- **Enunciado del ejercicio**: Repite al pie de la letra todas las filas que vienen a continuación.
----
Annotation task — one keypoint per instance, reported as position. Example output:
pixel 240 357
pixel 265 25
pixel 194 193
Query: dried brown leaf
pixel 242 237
----
- **Solución completa**:
Annotation task — one keypoint per instance, reported as position. Example output:
pixel 240 357
pixel 265 25
pixel 194 193
Query: dried brown leaf
pixel 242 237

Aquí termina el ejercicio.